Given problem:
According to the excerpt on video encoding below, which algorithms are given as examples of Motion-Vector-Search algorithms?

-- begin Extract --

FIELD OF THE INVENTION 

The present invention relates to the field of video encoding in general and in 
particular to obtaining Video Motion Detection (VMD) from Motion-Vector-Search 
(MVS) video encoding. 

BACKGROUND OF THE INVENTION 

Digital video is usually compressed and encoded before it is distributed. Generally, 
video encoding is based on Motion- Vector-Search (MVS) algorithms. These algorithms 
provide high image quality at lower bit-rate, enabling the distribution of the video stream 
over lower-bandwidth networks. Examples of such algorithms are MPEG-2, MPEG-4 and 
H.264. 

Developments from these algorithms has led many applications and tools including 
Video Motion Detection (VMD), that is, the ability to use digital video for detecting motion 
in the field-of-view. VMD uses an algorithm that provides a motion detection sensor 
which is derived from the processing of the video images. Thus, motion detection data 
may be obtained from a digital surveillance system, for example.

-- end Extract --
-- begin Extracted records --

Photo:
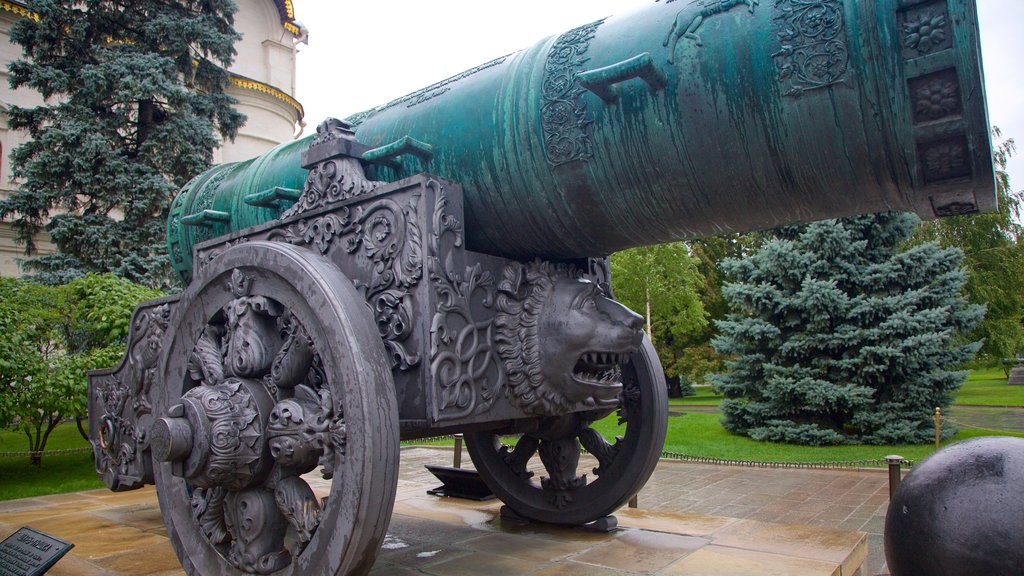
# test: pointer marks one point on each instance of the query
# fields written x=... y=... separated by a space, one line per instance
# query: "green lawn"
x=983 y=387
x=692 y=434
x=705 y=396
x=701 y=435
x=58 y=472
x=989 y=387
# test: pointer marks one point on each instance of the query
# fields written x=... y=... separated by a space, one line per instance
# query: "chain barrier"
x=834 y=464
x=28 y=454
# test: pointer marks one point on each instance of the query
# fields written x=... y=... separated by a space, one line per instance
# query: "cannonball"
x=961 y=512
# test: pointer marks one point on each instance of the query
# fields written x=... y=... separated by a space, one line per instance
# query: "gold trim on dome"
x=249 y=84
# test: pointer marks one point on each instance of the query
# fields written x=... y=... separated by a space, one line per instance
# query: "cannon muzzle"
x=682 y=120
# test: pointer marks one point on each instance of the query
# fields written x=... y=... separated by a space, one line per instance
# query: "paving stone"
x=444 y=536
x=483 y=564
x=718 y=561
x=641 y=551
x=143 y=561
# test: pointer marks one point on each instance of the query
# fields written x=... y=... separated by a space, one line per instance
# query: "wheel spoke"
x=518 y=459
x=278 y=359
x=594 y=443
x=560 y=458
x=564 y=496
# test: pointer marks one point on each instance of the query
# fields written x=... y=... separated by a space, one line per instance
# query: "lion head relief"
x=561 y=339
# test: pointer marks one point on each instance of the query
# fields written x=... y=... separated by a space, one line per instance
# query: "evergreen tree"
x=660 y=283
x=134 y=94
x=993 y=254
x=837 y=335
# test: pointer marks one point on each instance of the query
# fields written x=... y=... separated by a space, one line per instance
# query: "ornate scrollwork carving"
x=387 y=235
x=560 y=457
x=259 y=415
x=332 y=180
x=147 y=333
x=117 y=449
x=463 y=361
x=566 y=129
x=813 y=52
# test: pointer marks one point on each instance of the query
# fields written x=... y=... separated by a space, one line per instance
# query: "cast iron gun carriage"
x=342 y=297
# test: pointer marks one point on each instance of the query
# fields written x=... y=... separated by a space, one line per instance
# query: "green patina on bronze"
x=681 y=120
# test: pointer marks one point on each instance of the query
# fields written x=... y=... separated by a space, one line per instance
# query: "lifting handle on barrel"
x=602 y=81
x=407 y=145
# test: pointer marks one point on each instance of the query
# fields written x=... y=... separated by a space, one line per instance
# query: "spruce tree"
x=134 y=97
x=838 y=335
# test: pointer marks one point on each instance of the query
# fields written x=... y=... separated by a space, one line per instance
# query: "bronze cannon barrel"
x=689 y=119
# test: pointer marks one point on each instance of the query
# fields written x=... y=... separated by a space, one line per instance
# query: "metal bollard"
x=458 y=451
x=895 y=474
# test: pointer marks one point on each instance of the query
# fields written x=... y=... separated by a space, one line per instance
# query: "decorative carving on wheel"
x=386 y=234
x=563 y=116
x=687 y=23
x=813 y=53
x=564 y=494
x=560 y=339
x=259 y=415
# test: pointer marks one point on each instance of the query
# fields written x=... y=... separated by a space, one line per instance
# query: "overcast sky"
x=363 y=52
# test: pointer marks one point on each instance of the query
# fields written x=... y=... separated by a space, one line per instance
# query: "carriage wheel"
x=564 y=496
x=275 y=368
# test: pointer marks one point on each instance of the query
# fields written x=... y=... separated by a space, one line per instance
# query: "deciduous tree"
x=52 y=336
x=837 y=335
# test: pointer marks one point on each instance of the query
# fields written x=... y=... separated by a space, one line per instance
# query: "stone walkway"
x=693 y=519
x=854 y=499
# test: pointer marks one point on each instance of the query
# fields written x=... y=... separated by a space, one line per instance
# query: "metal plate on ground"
x=31 y=552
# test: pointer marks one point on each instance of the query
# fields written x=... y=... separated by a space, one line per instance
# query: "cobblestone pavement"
x=848 y=499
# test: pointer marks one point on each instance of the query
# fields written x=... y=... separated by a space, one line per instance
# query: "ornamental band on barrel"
x=437 y=263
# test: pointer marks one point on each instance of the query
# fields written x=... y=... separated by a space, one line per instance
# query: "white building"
x=262 y=81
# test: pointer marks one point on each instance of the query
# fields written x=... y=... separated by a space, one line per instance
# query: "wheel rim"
x=351 y=414
x=564 y=496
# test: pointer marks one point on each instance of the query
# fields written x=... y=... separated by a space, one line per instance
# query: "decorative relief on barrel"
x=926 y=30
x=563 y=120
x=813 y=53
x=332 y=180
x=935 y=96
x=946 y=159
x=688 y=22
x=425 y=94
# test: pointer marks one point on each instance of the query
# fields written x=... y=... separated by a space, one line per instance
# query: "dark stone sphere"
x=961 y=512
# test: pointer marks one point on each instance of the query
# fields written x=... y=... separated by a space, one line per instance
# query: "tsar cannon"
x=438 y=263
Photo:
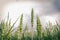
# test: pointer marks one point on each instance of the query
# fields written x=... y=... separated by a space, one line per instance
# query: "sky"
x=47 y=10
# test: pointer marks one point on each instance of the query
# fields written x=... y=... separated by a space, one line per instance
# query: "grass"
x=52 y=32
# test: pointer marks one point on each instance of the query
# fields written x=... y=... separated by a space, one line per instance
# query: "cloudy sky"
x=47 y=10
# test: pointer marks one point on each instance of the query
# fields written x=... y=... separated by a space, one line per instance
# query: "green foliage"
x=52 y=32
x=39 y=28
x=32 y=17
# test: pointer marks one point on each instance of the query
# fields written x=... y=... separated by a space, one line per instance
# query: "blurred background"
x=47 y=10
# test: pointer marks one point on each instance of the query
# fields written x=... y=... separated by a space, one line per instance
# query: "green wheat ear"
x=21 y=20
x=39 y=28
x=32 y=17
x=20 y=28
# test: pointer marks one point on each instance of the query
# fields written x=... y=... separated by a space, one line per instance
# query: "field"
x=52 y=32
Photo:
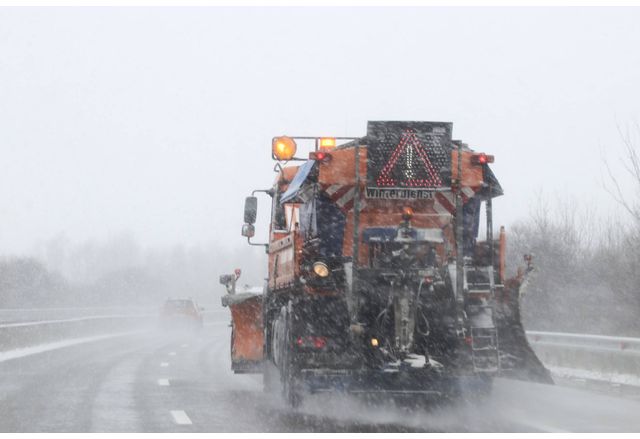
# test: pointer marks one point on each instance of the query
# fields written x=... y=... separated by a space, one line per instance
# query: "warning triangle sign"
x=409 y=165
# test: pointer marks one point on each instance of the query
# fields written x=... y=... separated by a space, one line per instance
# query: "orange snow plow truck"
x=377 y=281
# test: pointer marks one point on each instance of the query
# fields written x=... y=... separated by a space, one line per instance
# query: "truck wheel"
x=291 y=386
x=269 y=376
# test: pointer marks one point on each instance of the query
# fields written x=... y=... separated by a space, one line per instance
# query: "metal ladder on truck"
x=479 y=286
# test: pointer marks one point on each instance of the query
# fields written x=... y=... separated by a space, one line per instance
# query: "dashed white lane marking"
x=180 y=417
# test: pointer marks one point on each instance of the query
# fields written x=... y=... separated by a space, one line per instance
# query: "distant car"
x=182 y=313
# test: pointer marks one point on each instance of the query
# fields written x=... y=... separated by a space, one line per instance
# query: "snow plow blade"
x=246 y=334
x=517 y=358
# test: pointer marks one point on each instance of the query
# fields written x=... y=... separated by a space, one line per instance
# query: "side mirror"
x=250 y=210
x=248 y=230
x=227 y=278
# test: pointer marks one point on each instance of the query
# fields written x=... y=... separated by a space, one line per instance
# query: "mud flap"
x=517 y=358
x=247 y=335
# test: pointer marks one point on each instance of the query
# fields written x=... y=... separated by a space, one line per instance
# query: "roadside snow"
x=618 y=378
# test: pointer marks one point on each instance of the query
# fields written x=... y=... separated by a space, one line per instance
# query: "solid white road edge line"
x=180 y=417
x=38 y=349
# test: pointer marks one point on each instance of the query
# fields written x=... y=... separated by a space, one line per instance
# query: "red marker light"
x=481 y=159
x=320 y=156
x=407 y=213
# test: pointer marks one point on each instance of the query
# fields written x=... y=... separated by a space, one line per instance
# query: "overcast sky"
x=158 y=120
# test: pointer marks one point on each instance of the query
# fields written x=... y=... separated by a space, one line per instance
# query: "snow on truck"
x=377 y=281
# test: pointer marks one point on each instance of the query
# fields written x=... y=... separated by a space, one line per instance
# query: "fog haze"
x=157 y=121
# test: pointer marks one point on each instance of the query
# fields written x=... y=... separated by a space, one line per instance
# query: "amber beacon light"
x=284 y=148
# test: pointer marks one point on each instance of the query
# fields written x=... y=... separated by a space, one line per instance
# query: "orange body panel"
x=248 y=334
x=472 y=175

-- end Extracted records --

Result of the exercise:
MPEG-2, MPEG-4 and H.264.